• [What to do] Please convert all of the data below into a JSON list of strings, one string per line, with blank lines omitted. Leave the pictures out of your answer.

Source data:
□ □ □ □ □ □ □

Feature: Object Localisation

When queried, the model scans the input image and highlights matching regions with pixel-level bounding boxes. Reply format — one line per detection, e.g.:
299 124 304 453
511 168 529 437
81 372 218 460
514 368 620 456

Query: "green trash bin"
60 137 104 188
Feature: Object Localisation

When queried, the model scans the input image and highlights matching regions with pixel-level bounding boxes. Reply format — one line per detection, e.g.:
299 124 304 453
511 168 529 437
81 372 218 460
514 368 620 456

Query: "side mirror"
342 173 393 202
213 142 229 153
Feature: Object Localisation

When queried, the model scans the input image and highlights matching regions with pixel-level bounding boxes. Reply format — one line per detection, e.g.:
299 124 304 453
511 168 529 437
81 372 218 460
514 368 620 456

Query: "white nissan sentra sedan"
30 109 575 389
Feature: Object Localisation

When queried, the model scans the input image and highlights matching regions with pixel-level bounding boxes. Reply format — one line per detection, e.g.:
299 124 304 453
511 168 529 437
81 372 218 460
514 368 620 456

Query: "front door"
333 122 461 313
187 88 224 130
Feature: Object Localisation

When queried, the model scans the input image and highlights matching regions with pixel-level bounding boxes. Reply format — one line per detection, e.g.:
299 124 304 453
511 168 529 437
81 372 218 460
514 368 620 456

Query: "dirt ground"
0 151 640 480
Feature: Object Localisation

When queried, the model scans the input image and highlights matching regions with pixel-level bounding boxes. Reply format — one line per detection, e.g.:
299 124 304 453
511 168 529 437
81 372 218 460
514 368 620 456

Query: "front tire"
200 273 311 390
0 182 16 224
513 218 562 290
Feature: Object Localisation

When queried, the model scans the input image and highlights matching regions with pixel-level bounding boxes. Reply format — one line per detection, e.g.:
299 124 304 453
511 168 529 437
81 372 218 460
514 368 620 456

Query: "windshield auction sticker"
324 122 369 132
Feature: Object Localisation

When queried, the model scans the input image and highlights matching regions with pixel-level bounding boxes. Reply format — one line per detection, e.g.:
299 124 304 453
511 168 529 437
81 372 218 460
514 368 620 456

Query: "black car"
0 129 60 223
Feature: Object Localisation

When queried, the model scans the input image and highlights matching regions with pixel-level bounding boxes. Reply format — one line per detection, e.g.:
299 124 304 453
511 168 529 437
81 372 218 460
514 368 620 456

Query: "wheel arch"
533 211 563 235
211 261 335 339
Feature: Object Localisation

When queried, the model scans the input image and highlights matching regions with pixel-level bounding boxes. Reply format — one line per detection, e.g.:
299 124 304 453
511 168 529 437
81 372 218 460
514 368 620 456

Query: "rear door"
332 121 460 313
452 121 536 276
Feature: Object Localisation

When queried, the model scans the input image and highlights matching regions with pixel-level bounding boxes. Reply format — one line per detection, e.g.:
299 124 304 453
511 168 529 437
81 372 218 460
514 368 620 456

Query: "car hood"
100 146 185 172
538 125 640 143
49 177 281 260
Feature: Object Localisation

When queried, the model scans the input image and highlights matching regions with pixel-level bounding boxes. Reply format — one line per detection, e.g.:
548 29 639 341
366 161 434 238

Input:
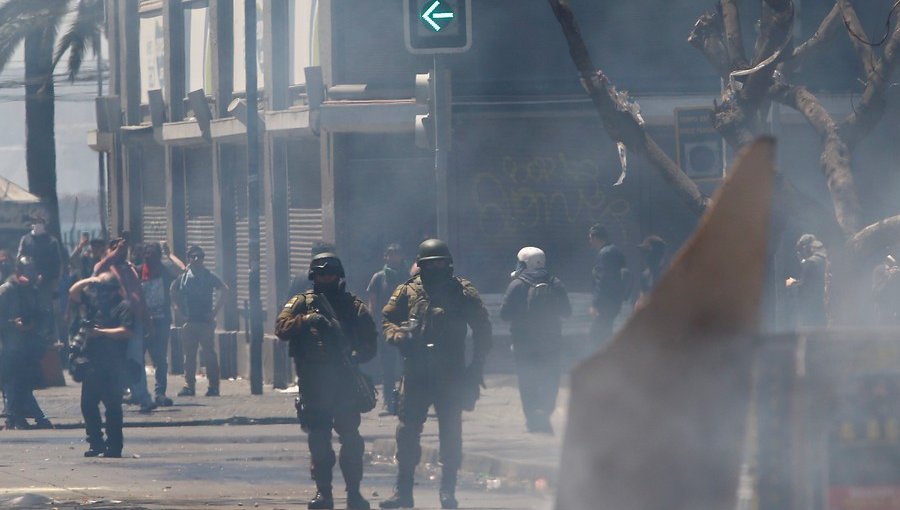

□ □ □ □ □ □ □

• [Completed exercise]
[
  "Feature: Object Localisation",
  "When queried, the model scans the input image and highlights matching regions with pixel-level bounding boxes. Reply format — one line per detection, e.g.:",
  "299 124 304 453",
  "511 168 529 437",
  "81 372 218 460",
  "514 368 620 456",
  "Query: \"green trash bin\"",
  "60 137 104 188",
  "Feature: Object Localisation",
  "When queried, the model scans the input image and highlights matching regions with pixel-level bounding boxes. Reply format — one line per detection, e.g.:",
  "299 124 304 453",
  "511 168 529 437",
  "81 372 218 460",
  "514 368 620 456",
  "Query: \"side mirror\"",
  "342 173 393 202",
  "213 142 229 153",
  "Feature: Object Localisation",
  "When queried, the model scans the input image and highlights matching regions with pixel-level bounding boxes. Reply format — one line per detection, e.g.:",
  "299 124 304 453",
  "511 168 529 437",
  "81 372 218 460",
  "514 368 620 456",
  "Query: \"white nissan sentra sedan\"",
  "30 109 575 389",
  "Feature: Object Localisation",
  "When queried, the model scans the input image and highlights matching regions with pixel-level bounding boxes. Reply format — one line per detection, e.g.:",
  "299 124 304 453",
  "511 168 529 437",
  "81 372 218 460",
  "514 368 620 456",
  "Query: \"front door\"",
  "333 122 461 313",
  "187 88 224 130",
  "Feature: Object Localisation",
  "When queried, the model scans the input image and highlights matching regions with pixel-level bounding boxes. Reply format — one line per detection, e.g.:",
  "299 124 304 453",
  "511 168 529 437",
  "81 372 218 460",
  "514 368 620 456",
  "Query: \"dirt ground\"",
  "0 151 640 480",
  "Feature: Object Localisation",
  "When queried, the model scans the input image and highlights matching regions with pixel-level bounding boxes. Reply format — one line per detection, e.g.:",
  "299 124 304 453",
  "511 168 529 437",
  "81 372 218 460",
  "514 368 620 456",
  "Query: \"front tire\"",
  "200 273 311 390",
  "0 182 16 224",
  "513 218 562 290",
  "Feature: Object Localisation",
  "When queried, the model scans the input image and highlights matching regions with pixel-level bounding boxes. Reply format — one line per detection, e.g.:",
  "299 124 304 453",
  "511 168 529 437",
  "81 372 218 460",
  "514 368 620 456",
  "Query: \"windshield auction sticker\"",
  "324 122 369 132",
  "Feature: Object Localisation",
  "When queried, the model scans the input image and highlights matching regions with pixel-level bounding boxes. Reply format — one line per detection, e.g.:",
  "299 124 304 453",
  "511 168 529 437",
  "81 372 218 460",
  "514 368 620 456",
  "Query: \"black car\"",
  "0 129 60 223",
  "Feature: Object Localisation",
  "When queried, the model scans the input image and highlights matching regions with pixel-level bounding boxes. Reply format — one line per detection, e.g.:",
  "299 124 304 453",
  "511 168 529 437",
  "81 372 218 460",
  "514 368 620 456",
  "Query: \"wheel arch\"",
  "533 211 563 235",
  "211 261 335 339",
  "Feature: Object Localisation",
  "When queried, the model scans the input image and highlights matching regions with pixel-level bounding boxes. Reply format — one line per detection, e.g.:",
  "299 124 304 453",
  "511 168 529 437",
  "81 372 218 460",
  "514 368 620 456",
  "Query: \"rear door\"",
  "332 121 460 313",
  "452 121 536 276",
  "Feature: Object Localisation",
  "When queried, the model scans the input image and highlights matching regions with pixel-level bounding boxes. Reply format — one line per detection, e.g.:",
  "299 124 304 453",
  "511 168 529 437",
  "81 372 218 460",
  "514 368 620 456",
  "Query: \"car hood\"",
  "100 146 185 172",
  "538 125 640 143",
  "49 177 281 260",
  "Feature: Object Localisation",
  "When queried, the model scans the input image and highlights matching regions with pixel-level bounding boxes. Reply format — one line per detection, e.g.:",
  "548 29 639 341",
  "366 161 434 238",
  "Input:"
]